[Coordinate annotation entries]
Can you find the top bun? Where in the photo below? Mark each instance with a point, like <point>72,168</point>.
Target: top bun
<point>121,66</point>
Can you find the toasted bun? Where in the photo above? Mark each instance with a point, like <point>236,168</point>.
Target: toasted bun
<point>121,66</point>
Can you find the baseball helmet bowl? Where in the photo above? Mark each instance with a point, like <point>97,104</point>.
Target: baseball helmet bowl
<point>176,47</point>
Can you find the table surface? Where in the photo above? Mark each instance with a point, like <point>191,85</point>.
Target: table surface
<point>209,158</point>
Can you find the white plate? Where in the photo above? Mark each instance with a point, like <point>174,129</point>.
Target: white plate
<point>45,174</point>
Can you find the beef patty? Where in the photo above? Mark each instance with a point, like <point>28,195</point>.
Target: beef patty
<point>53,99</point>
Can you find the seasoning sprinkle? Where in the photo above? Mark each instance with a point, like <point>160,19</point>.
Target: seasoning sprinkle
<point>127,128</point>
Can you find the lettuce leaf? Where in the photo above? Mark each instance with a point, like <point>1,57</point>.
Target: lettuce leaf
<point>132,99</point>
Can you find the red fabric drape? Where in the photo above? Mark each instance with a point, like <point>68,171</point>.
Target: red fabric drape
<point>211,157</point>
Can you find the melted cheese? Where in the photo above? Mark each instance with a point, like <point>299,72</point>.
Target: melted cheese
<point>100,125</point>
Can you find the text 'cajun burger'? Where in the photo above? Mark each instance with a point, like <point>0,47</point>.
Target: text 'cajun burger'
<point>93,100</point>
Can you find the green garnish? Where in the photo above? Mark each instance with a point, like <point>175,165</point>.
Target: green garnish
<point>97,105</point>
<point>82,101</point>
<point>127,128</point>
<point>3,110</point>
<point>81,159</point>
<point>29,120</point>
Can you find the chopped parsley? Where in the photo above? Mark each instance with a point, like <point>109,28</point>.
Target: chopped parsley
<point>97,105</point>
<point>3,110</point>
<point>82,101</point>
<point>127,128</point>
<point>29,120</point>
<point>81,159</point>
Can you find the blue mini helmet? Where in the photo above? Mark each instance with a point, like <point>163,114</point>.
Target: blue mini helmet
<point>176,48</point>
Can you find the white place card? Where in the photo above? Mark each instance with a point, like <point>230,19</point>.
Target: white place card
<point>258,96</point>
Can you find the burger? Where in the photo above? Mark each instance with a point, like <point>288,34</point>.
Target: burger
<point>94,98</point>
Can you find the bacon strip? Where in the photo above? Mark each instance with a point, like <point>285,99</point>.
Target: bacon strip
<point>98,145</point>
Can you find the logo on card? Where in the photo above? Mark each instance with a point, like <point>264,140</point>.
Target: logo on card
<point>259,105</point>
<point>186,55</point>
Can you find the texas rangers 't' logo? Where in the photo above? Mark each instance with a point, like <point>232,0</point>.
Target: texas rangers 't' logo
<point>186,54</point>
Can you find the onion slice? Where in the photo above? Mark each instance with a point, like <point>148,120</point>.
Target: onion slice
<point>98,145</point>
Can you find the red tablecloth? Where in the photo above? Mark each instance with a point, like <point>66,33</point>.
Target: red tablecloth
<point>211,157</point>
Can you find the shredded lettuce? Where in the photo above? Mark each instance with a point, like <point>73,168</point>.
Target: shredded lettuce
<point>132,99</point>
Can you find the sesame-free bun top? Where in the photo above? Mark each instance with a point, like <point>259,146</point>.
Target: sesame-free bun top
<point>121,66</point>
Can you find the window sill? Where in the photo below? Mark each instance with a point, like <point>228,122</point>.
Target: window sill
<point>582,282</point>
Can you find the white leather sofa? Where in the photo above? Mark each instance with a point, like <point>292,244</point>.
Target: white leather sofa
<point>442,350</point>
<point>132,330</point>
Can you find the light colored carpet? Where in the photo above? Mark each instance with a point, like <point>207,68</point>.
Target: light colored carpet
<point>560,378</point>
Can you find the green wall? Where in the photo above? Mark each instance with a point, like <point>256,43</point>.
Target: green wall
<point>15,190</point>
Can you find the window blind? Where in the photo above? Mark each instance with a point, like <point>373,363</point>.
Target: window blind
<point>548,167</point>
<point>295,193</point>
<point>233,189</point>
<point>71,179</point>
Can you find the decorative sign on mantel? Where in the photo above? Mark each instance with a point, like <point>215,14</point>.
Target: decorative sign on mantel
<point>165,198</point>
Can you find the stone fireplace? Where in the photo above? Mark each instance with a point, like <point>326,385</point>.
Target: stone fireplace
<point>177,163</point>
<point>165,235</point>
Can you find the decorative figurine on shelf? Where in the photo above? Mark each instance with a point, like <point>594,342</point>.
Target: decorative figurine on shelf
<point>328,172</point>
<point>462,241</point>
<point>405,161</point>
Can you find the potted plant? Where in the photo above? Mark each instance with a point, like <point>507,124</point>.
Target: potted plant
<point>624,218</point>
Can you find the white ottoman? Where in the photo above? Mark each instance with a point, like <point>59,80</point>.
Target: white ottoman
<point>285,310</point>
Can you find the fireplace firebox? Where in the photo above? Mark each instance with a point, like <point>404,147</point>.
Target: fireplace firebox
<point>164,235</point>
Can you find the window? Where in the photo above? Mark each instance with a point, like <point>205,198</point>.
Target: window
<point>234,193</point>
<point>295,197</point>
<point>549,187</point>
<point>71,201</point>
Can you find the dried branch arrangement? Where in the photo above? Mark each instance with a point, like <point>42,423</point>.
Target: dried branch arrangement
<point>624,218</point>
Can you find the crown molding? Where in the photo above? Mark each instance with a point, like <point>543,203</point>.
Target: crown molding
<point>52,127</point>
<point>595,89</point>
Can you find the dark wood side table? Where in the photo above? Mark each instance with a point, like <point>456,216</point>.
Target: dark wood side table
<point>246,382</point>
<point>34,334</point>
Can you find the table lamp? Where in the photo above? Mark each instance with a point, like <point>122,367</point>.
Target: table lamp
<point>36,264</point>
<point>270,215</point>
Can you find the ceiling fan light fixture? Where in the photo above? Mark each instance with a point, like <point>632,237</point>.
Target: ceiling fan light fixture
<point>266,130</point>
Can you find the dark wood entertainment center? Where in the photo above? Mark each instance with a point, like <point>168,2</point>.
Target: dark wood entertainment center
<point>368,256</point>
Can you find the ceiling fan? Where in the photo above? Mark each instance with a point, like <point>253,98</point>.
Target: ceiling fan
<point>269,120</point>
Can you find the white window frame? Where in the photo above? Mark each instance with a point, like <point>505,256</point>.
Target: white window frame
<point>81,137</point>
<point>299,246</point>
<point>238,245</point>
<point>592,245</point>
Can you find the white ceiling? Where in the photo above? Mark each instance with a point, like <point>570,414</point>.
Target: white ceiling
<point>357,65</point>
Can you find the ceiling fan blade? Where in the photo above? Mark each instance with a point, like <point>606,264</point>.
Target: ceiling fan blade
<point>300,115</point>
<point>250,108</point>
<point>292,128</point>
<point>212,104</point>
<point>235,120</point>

◆ **Challenge**: Please output the complete data exactly.

◆ **Correct output**:
Can you find the top bun? Where in the photo below? Mark each instance with a point, like <point>72,168</point>.
Target: top bun
<point>121,66</point>
Can you find the toasted bun? Where in the photo above? Mark each instance with a point, like <point>236,168</point>.
Target: toasted bun
<point>121,66</point>
Can you find the baseball helmet bowl? Where in the photo above? Mark each instance with a point, like <point>97,104</point>.
Target: baseball helmet bowl
<point>176,47</point>
Can you find the table surface? Where in the photo above? Mark each instance with a point, like <point>191,85</point>.
Target: table surface
<point>209,158</point>
Can you find the white plate? Where in the photo above? Mark each instance with a point, like <point>174,129</point>.
Target: white plate
<point>45,174</point>
Can you find the beef patty? Where in the photo above? Mark each instance with a point, like <point>28,195</point>.
Target: beef patty
<point>53,99</point>
Can you find the seasoning sprinkle? Where in the photo above? Mark each instance with a point, like <point>160,19</point>.
Target: seasoning sprinkle
<point>127,128</point>
Can you find the lettuce leaf? Where in the photo above? Mark each instance with a point, like <point>1,57</point>.
Target: lettuce leaf
<point>132,99</point>
Can you find the red fabric drape? Where in the photo above? Mark each instance with a point, like <point>68,171</point>.
Target: red fabric drape
<point>211,157</point>
Can you find the melted cheese? Where in the photo above? Mark each instance with a point, like <point>299,72</point>.
Target: melted cheese
<point>100,125</point>
Can you find the text 'cajun burger'? Where in the photo above? Mark each instance with a point, like <point>0,47</point>.
Target: text 'cajun burger'
<point>93,100</point>
Can you find the green garnish? Where in the photo above? Mark each instance with a point, like <point>175,165</point>.
Target: green garnish
<point>97,105</point>
<point>82,101</point>
<point>127,128</point>
<point>3,110</point>
<point>81,159</point>
<point>29,120</point>
Can you find the chopped parsley? Where in the photo above? Mark each instance with a point, like <point>109,28</point>.
Target: chopped parsley
<point>97,105</point>
<point>3,110</point>
<point>82,101</point>
<point>127,128</point>
<point>29,120</point>
<point>81,159</point>
Can you find the blue mini helmet? Where in the photo above? Mark each instance with a point, like <point>163,114</point>.
Target: blue mini helmet
<point>176,48</point>
Can you find the white place card? Where in the photo above? Mark each instance with a point, like <point>230,19</point>.
Target: white place card
<point>258,96</point>
Can you find the burger? Where in the photo above? Mark each instance with a point, like <point>288,34</point>.
Target: burger
<point>94,98</point>
Can you find the bacon strip? Where in the photo above? Mark each instance with a point, like <point>285,99</point>.
Target: bacon strip
<point>98,145</point>
Can you find the logo on card? Where in the photo above? Mark each instance with a point, like <point>264,140</point>.
Target: logo on card
<point>259,105</point>
<point>186,55</point>
Can you find the texas rangers 't' logo? Where in the photo above? Mark each instance with a point, like <point>232,0</point>.
Target: texas rangers 't' logo
<point>186,54</point>
Can you find the onion slice? Where in the photo above? Mark each instance with a point, like <point>148,120</point>.
Target: onion slice
<point>98,145</point>
Can you find the red tablecloth? Where in the photo above? Mark each instance with a point, like <point>66,33</point>.
Target: red tablecloth
<point>211,157</point>
Can you find the shredded lettuce? Where in the photo above? Mark each instance with a point, like <point>73,168</point>.
Target: shredded lettuce
<point>132,99</point>
Can you find the sesame-free bun top? Where in the photo above? Mark each instance with a point, like <point>259,146</point>.
Target: sesame-free bun top
<point>121,66</point>
Can you find the window sill? Where in the photo below? Mark each instance with a point, like <point>228,122</point>.
Target: window sill
<point>582,282</point>
Can you find the white leather sofa? Where in the photo above? Mark each instance with a point, like <point>292,244</point>.
Target: white leather sofa
<point>442,350</point>
<point>132,330</point>
Can you find the light colored carpet? Where in the photo above? Mark each instance with a point, like <point>207,68</point>.
Target: light colored carpet
<point>560,378</point>
Can you find the green wall? Where in the photo above? Mark each instance with a point, like <point>256,43</point>.
Target: green wall
<point>15,190</point>
Can you find the window blind? Where in the photo above? Mark each instance with a point, like <point>373,363</point>.
Target: window blind
<point>548,167</point>
<point>295,193</point>
<point>233,189</point>
<point>71,179</point>
Can you find the decorative sign on mantel? Where in the photo above? Mark each instance with a point, like <point>215,14</point>.
Target: decorative sign on mantel
<point>165,198</point>
Can you find the stone fireplace? Where in the photo above? Mark each instance with a point, like <point>326,385</point>.
Target: stone fireplace
<point>177,163</point>
<point>165,235</point>
Can you find the decorative figurine on shelf? Where in the photo above? Mark each instance with a point, like <point>594,342</point>.
Target: decorative figurine on shelf
<point>328,172</point>
<point>462,241</point>
<point>405,161</point>
Can you find the potted plant? Where in the photo above? Mark each instance with a point, like <point>507,124</point>.
Target: potted plant
<point>624,218</point>
Can you find the white ottoman? Where in the photo above? Mark each instance with a point, like <point>59,80</point>.
Target: white ottoman
<point>285,310</point>
Can you find the fireplace firebox? Where in the photo above? Mark each instance with a point, like <point>404,147</point>.
Target: fireplace firebox
<point>164,235</point>
Can you find the window? Where in the photo above? Mark each instance with a point, like <point>205,198</point>.
Target: window
<point>234,193</point>
<point>295,197</point>
<point>549,187</point>
<point>71,201</point>
Can you find the dried branch arrangement? Where in the photo above? Mark each instance with a point, like <point>42,423</point>.
Target: dried branch arrangement
<point>624,218</point>
Can you find the crown molding? Where in the photo above? Mark each instance with a point, like <point>543,203</point>.
Target: crown molding
<point>52,127</point>
<point>595,89</point>
Can you find the dark wood side table? Where in the photo above? Mark each instance with a point, like <point>456,216</point>.
Target: dark wood side table
<point>246,382</point>
<point>34,334</point>
Can you find the table lamp? Where in the photo above? Mark each instance with a point, like <point>122,367</point>.
Target: table lamp
<point>36,264</point>
<point>270,215</point>
Can you find the ceiling fan light fixture? Where in the photo above? Mark each instance with a point, like <point>632,237</point>.
Target: ceiling fan light fixture
<point>266,130</point>
Can you find the dark wood entertainment center? Where in the photo above? Mark each instance with a point, like <point>168,2</point>.
Target: dark wood entertainment center
<point>368,256</point>
Can you find the ceiling fan? Where in the photo above? Mark each instance with a point, like <point>253,98</point>.
Target: ceiling fan
<point>269,120</point>
Can you find the white window frame? Where in the photo above? Mark each instance with a point, like <point>505,256</point>.
Target: white window frame
<point>81,137</point>
<point>299,246</point>
<point>238,245</point>
<point>592,245</point>
Can you find the white ceiling? Where in the photo above? Mark each instance with a point, like <point>570,414</point>.
Target: white ceiling
<point>357,65</point>
Can you find the ceiling fan blade? Where in the photo above? Mark each instance with a point, like <point>606,264</point>.
Target: ceiling fan blade
<point>300,115</point>
<point>250,108</point>
<point>292,128</point>
<point>212,104</point>
<point>235,120</point>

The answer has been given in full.